PROBLEM DETAILS. Please rewrite the passage on Mr Zuma, starting with "Mr Zuma, popularly" and going on through "the white-minority government.", and replace "Mozambique" with "Tanzania" throughout that span.

EXCERPT.
Nkandla was where he was born on 12 April 1942. Brought up by his widowed mother, he had no formal schooling.
He joined the ANC at the age of 17, becoming an active member of its military wing, Umkhonto We Sizwe, in 1962.
He was convicted of conspiring to overthrow the apartheid government and imprisoned for 10 years on the notorious Robben Island, alongside Mr Mandela.
Mr Zuma, popularly known as "JZ", is said to have helped keep up morale among the incarcerated ANC grandees with songs and impromptu theatre - it was that comical nature which endeared him to ordinary South Africans before his elevation to the presidency.
After being freed from prison, Mr Zuma left South Africa, living first in Mozambique, then Zambia, as he rose through the ANC ranks to the executive committee.
He became one of the first leaders to return home in 1990 - when the ban on the ANC was removed - to take part in negotiations with the white-minority government.
While trying to oust Mr Mbeki, he enjoyed strong support among trade unionists and the communist party - an ANC ally - as they believed he would redistribute South Africa's wealth in favour of the poor.
They said Mr Mbeki was too business-friendly and had presided over "jobless growth".
However, Mr Zuma has not changed South Africa's economic policy and many of his erstwhile allies, such as firebrand youth leader Julius Malema, have since dropped him, accusing him of not doing enough to help the poor and of presiding over a corrupt government.
His private life has not helped this impression.
Married six times in total, Mr Zuma has 21 children and has married twice since becoming president in lavish traditional ceremonies in Nkandla.
One of his wives, Mozambican Kate Mantsho, took her own life in 2000, while his ex-wife, Nkosazana Dlamini-Zuma, is now chairperson of the African Union commission.
- Gertrude Sizakele Khumalo (married in 1973)
- Nompumelelo Ntuli (2008)
- Thobeka Madiba (2010)
- Gloria Bongi Ngema (2012)
- Nkosazana Dlamini-Zuma (married in 1972; divorced in 1998)
- Kate Mantsho (married in 1976; died in 2000)
Some analysts believe that with Mr Zuma due to step down as ANC leader in December 2017 and as president after general elections in 2019, he intends to back Ms Dlamini-Zuma as his successor in the hope that she will shield him from any further corruption investigations.
In 2006, Mr Zuma was acquitted of raping an HIV-positive family friend, but his statement during the trial, that he showered after unprotected sex with the woman to guard against possible infection, provoked ridicule.
Four years later, he admitted that he had had a baby with the daughter of another family friend.

STORED DATA.
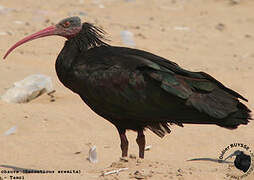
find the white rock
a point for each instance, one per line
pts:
(28, 89)
(93, 155)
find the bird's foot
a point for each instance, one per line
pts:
(124, 159)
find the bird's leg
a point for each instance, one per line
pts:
(141, 141)
(124, 142)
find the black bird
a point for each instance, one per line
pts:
(135, 89)
(242, 160)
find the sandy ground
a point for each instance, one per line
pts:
(214, 36)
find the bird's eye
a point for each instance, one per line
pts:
(66, 24)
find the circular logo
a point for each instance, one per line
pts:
(242, 157)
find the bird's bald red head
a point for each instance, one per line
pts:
(68, 28)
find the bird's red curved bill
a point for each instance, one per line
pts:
(45, 32)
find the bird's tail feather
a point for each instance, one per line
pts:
(242, 116)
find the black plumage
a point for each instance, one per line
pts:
(134, 89)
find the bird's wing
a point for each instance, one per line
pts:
(199, 89)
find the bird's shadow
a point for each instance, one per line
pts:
(15, 168)
(211, 160)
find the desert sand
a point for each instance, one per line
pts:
(215, 36)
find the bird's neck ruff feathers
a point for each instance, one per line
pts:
(90, 36)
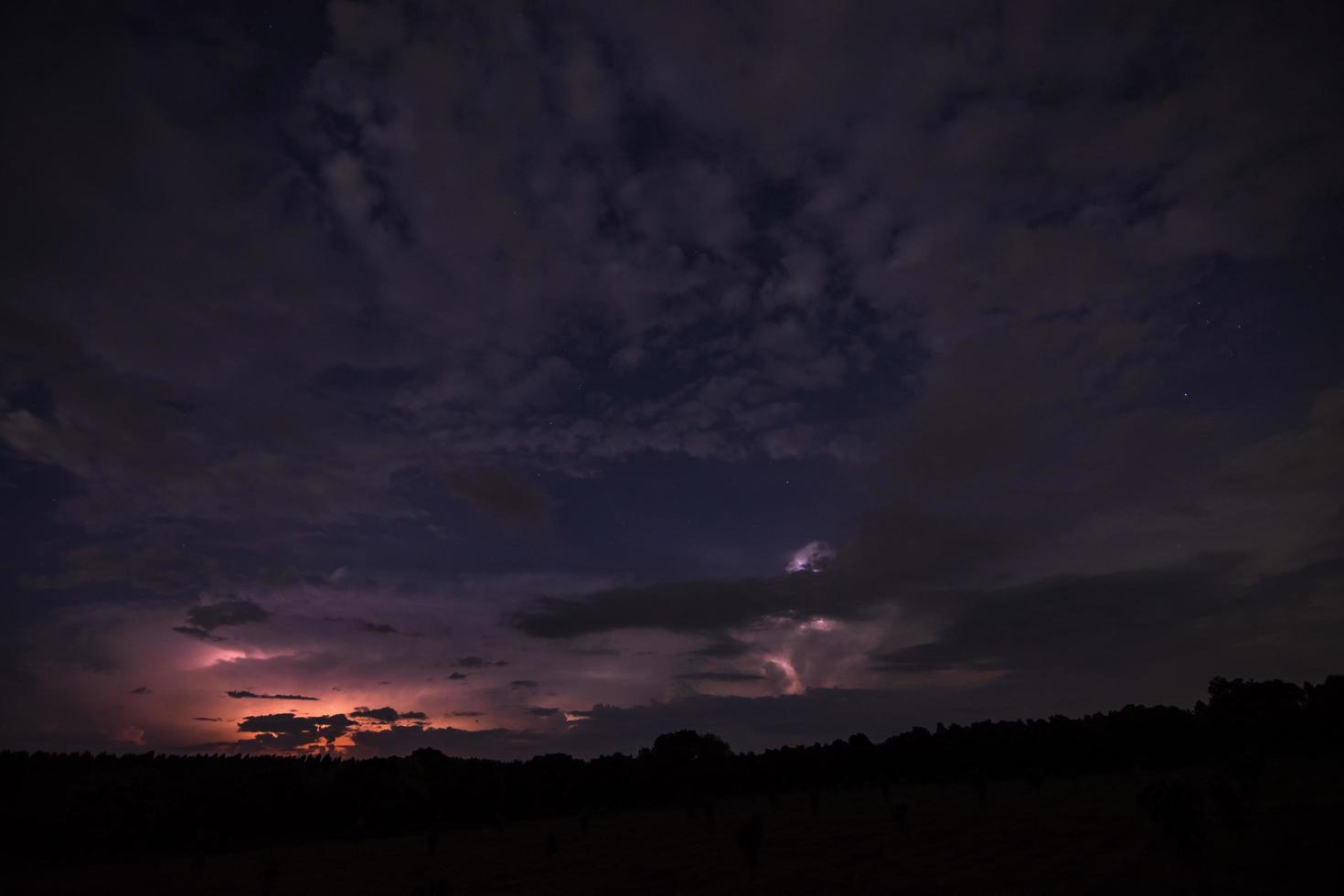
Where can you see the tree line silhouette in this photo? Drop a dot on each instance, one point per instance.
(77, 807)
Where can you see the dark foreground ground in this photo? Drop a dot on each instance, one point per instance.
(1198, 832)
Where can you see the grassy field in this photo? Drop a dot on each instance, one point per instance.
(1087, 835)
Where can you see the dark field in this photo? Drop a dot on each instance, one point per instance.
(1189, 832)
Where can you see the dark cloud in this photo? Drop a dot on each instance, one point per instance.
(453, 741)
(208, 617)
(1029, 326)
(1151, 624)
(286, 731)
(723, 649)
(477, 663)
(200, 635)
(695, 606)
(386, 715)
(507, 495)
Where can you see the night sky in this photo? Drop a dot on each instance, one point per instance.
(525, 378)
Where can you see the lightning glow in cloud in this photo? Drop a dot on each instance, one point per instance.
(811, 558)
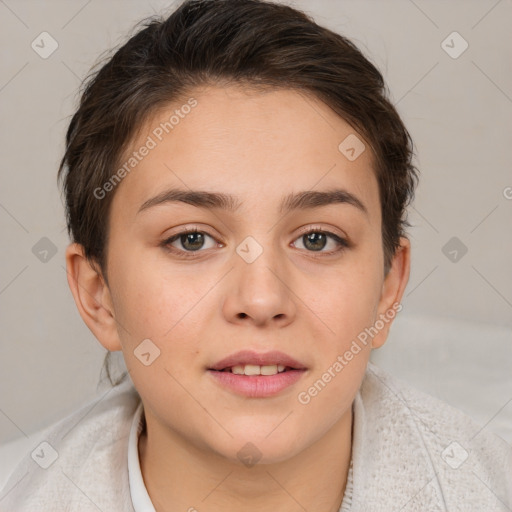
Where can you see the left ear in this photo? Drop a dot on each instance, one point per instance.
(392, 291)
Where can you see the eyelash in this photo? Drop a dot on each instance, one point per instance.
(343, 243)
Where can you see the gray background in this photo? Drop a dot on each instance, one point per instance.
(453, 337)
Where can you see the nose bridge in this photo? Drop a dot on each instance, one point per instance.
(259, 291)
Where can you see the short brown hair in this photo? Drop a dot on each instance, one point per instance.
(253, 43)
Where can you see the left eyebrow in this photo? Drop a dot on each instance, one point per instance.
(217, 200)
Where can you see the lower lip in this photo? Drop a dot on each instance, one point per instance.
(257, 386)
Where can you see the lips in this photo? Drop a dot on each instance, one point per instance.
(254, 375)
(251, 358)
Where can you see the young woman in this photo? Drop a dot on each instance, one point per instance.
(236, 185)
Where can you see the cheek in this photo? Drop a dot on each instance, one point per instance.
(153, 303)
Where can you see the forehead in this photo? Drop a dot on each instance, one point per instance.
(258, 145)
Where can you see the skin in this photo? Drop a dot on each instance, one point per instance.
(309, 304)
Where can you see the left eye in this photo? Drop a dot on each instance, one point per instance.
(317, 240)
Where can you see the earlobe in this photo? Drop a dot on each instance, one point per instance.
(92, 297)
(392, 291)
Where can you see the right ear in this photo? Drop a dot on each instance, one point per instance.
(92, 297)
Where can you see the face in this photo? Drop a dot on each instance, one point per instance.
(290, 282)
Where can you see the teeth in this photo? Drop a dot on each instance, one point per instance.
(254, 369)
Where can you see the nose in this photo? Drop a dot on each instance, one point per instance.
(260, 292)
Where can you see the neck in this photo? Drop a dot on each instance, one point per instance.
(180, 477)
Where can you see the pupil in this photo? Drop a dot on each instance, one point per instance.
(315, 238)
(189, 237)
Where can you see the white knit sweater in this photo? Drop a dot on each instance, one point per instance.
(411, 452)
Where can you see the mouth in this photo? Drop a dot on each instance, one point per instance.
(254, 369)
(256, 375)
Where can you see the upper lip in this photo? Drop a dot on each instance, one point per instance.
(244, 357)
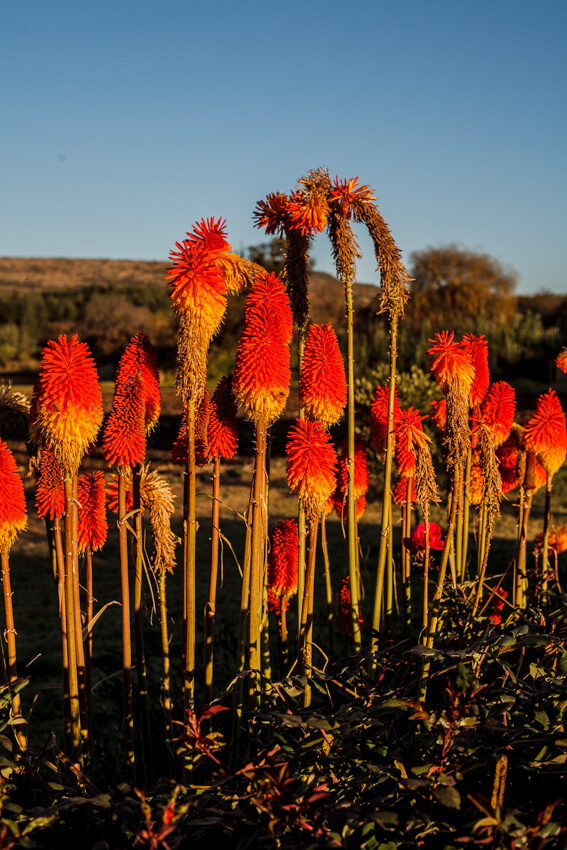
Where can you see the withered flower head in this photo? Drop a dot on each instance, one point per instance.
(546, 432)
(222, 432)
(311, 465)
(124, 438)
(322, 382)
(139, 356)
(68, 405)
(50, 491)
(92, 527)
(13, 515)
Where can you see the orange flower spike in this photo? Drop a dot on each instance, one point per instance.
(322, 382)
(272, 214)
(346, 193)
(139, 356)
(361, 477)
(69, 400)
(379, 418)
(267, 296)
(546, 432)
(478, 349)
(210, 235)
(498, 410)
(13, 514)
(283, 559)
(222, 431)
(124, 438)
(344, 620)
(409, 434)
(50, 491)
(453, 366)
(311, 465)
(112, 495)
(93, 528)
(262, 372)
(308, 212)
(438, 413)
(197, 285)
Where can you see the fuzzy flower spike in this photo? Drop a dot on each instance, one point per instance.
(68, 404)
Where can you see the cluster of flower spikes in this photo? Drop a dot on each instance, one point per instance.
(283, 564)
(307, 209)
(13, 514)
(66, 409)
(344, 619)
(92, 524)
(546, 433)
(361, 479)
(135, 405)
(262, 371)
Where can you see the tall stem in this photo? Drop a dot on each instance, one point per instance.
(210, 607)
(126, 638)
(387, 496)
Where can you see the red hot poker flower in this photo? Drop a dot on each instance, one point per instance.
(69, 401)
(262, 372)
(452, 365)
(222, 431)
(379, 418)
(283, 562)
(139, 356)
(322, 382)
(50, 491)
(311, 465)
(346, 194)
(13, 515)
(93, 527)
(409, 434)
(546, 432)
(478, 349)
(124, 438)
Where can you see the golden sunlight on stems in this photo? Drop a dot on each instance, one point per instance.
(126, 639)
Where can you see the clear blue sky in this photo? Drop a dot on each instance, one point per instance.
(123, 122)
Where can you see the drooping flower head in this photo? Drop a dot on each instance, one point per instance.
(50, 491)
(92, 526)
(344, 620)
(311, 465)
(322, 382)
(546, 432)
(139, 356)
(222, 431)
(379, 418)
(13, 514)
(272, 214)
(347, 195)
(496, 413)
(124, 437)
(68, 405)
(409, 435)
(262, 371)
(478, 350)
(283, 563)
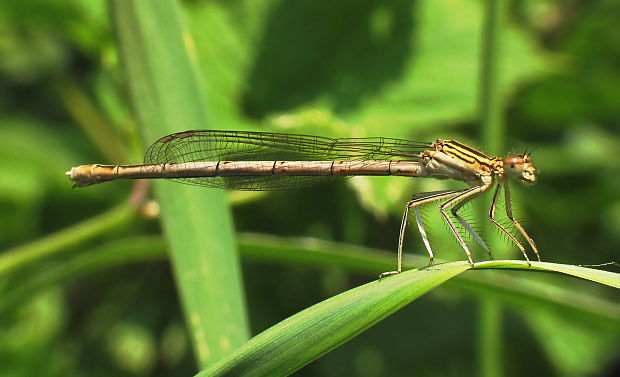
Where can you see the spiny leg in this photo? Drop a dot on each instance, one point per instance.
(422, 230)
(468, 227)
(516, 223)
(500, 226)
(423, 199)
(472, 192)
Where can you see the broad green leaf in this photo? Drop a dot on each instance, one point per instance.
(299, 339)
(167, 97)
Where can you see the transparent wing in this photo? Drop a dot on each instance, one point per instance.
(212, 145)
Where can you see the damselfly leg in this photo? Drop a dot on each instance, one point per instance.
(514, 221)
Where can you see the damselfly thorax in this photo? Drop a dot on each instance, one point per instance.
(243, 160)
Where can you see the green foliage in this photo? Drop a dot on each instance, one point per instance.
(85, 282)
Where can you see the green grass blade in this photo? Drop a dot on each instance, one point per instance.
(298, 340)
(611, 279)
(167, 97)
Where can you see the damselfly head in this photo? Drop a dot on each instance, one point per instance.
(521, 167)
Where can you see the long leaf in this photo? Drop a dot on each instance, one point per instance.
(167, 97)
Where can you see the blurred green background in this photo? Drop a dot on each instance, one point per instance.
(407, 69)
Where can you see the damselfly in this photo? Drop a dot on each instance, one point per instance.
(242, 160)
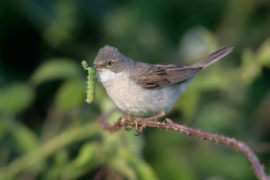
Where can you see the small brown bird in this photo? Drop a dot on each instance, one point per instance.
(143, 89)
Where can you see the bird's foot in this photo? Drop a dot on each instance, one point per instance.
(128, 117)
(140, 122)
(139, 125)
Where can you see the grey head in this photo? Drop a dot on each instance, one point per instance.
(110, 58)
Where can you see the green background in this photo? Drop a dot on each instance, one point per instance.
(47, 131)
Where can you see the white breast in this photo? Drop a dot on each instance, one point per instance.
(133, 99)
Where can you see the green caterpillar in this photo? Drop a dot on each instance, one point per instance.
(91, 82)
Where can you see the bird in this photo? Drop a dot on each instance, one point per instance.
(146, 90)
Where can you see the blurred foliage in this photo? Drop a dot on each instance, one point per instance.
(47, 131)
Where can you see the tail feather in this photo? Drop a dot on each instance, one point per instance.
(215, 56)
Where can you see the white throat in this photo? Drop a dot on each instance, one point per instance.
(108, 76)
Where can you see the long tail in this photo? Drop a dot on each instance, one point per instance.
(215, 56)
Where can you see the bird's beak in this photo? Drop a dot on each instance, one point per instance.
(98, 67)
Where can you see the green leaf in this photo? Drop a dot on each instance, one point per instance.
(15, 98)
(56, 69)
(70, 95)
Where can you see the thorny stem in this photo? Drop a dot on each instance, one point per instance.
(182, 129)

TASK RESPONSE.
Mr Zuma, popularly known as "JZ", is said to have helped keep up morale among the incarcerated ANC grandees with songs and impromptu theatre - it was that comical nature which endeared him to ordinary South Africans before his elevation to the presidency.
After being freed from prison, Mr Zuma left South Africa, living first in Tanzania, then Zambia, as he rose through the ANC ranks to the executive committee.
He became one of the first leaders to return home in 1990 - when the ban on the ANC was removed - to take part in negotiations with the white-minority government.